#### WRITTEN REQUEST 1
Retype the records word for word, starting at the line that contains "Exercise. Point to every instance of the cardboard" and ending at the last line of the records.

#### DOCUMENT SEGMENT
▶

Registered users don't see ads

Why Boats Have Battery Switches....

Discussion in 'Ask All Sailors' started by Maine Sail, Feb 12, 2018. Add this thread to a FAQ

  1. Maine Sail

    Maine Sail Moderator

    Joined Feb 6, 1998
    10,487 posts, 387 likes
    Canadian Sailcraft 36T
    US Casco Bay, ME
    This past weekend a good friend came up to camp so we could do some snowmobiling. We've not ridden together in about 12 years. It was good to be back on the trails again..

    In the fall his 16 year old 18k mile Nippondenso stater would not start his machine without making lots of noise. I told him I could rebuild it for next to nothing but he declined and bought a "brand new" starter off Amazon after I flat out told him not to.. The factory SkiDoo starter is something like $390.00.. He paid $65.00 so he thought he got a good deal. He probably made 60 starts with since it was installed and it worked, but like many of these cheap knock-off components, not for long.....

◀

#### WRITTEN REQUEST 2
Decide whether each statement agrees with the forum post about the snowmobile starter, and support each yes or no with the deciding words quoted from it. (a) The friend paid $65.00 for the new starter. (b) The factory SkiDoo starter costs about $65.00. (c) The two had not ridden together in about 12 years.

[Records from a dataset]

▶

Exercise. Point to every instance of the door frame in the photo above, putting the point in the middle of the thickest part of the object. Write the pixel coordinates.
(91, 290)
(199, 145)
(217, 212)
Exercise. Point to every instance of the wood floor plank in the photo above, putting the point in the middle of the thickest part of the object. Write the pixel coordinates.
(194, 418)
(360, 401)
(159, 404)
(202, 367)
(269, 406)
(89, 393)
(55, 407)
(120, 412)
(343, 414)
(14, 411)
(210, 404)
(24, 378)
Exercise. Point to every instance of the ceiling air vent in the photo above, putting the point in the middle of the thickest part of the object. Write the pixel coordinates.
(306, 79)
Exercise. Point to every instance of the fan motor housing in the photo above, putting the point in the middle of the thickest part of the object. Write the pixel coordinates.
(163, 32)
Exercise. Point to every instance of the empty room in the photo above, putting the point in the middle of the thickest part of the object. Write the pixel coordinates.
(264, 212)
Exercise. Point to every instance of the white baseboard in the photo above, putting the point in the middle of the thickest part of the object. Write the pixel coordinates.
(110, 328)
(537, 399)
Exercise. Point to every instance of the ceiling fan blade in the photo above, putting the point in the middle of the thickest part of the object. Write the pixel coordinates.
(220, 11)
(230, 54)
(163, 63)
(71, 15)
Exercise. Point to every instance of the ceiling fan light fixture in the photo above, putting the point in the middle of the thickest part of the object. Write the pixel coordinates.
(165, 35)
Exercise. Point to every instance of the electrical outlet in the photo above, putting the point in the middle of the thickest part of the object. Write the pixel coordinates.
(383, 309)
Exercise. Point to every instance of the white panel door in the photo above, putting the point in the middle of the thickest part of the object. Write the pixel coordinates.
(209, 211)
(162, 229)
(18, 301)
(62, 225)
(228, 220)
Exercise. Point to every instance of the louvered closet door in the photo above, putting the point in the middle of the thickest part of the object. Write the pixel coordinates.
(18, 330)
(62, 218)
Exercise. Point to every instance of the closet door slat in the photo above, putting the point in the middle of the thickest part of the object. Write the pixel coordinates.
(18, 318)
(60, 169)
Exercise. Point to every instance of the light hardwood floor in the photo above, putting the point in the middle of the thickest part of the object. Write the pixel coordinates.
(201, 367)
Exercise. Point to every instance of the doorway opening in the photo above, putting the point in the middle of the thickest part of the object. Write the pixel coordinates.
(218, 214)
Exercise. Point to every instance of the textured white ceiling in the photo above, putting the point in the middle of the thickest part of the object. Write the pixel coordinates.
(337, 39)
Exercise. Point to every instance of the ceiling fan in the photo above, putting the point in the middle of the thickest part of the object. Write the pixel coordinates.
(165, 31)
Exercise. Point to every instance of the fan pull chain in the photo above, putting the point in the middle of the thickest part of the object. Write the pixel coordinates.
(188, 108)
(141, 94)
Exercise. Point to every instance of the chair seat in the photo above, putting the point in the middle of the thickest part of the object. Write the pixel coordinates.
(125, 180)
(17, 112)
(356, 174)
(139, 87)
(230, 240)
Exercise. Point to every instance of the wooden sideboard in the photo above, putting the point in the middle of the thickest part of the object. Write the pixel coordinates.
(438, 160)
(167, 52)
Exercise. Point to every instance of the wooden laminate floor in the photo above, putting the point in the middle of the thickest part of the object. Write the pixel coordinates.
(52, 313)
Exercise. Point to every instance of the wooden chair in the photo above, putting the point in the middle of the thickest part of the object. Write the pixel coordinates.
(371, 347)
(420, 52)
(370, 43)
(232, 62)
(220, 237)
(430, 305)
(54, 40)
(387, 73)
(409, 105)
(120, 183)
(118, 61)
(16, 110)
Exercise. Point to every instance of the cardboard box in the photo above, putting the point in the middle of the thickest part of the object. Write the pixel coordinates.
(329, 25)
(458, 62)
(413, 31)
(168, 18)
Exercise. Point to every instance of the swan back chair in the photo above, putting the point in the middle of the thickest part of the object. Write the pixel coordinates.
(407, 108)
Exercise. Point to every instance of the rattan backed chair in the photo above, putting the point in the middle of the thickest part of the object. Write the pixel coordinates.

◀

#### TASK RESPONSE 1
Exercise. Point to every instance of the cardboard box in the photo above, putting the point in the middle of the thickest part of the object. Write the pixel coordinates.
(329, 25)
(458, 62)
(413, 31)
(168, 18)
Exercise. Point to every instance of the swan back chair in the photo above, putting the point in the middle of the thickest part of the object. Write the pixel coordinates.
(407, 108)
Exercise. Point to every instance of the rattan backed chair in the photo above, putting the point in the middle of the thickest part of the object. Write the pixel coordinates.

#### TASK RESPONSE 2
(a) Yes: "He paid $65.00 so he thought he got a good deal."
(b) No: "The factory SkiDoo starter is something like $390.00"
(c) Yes: "We've not ridden together in about 12 years."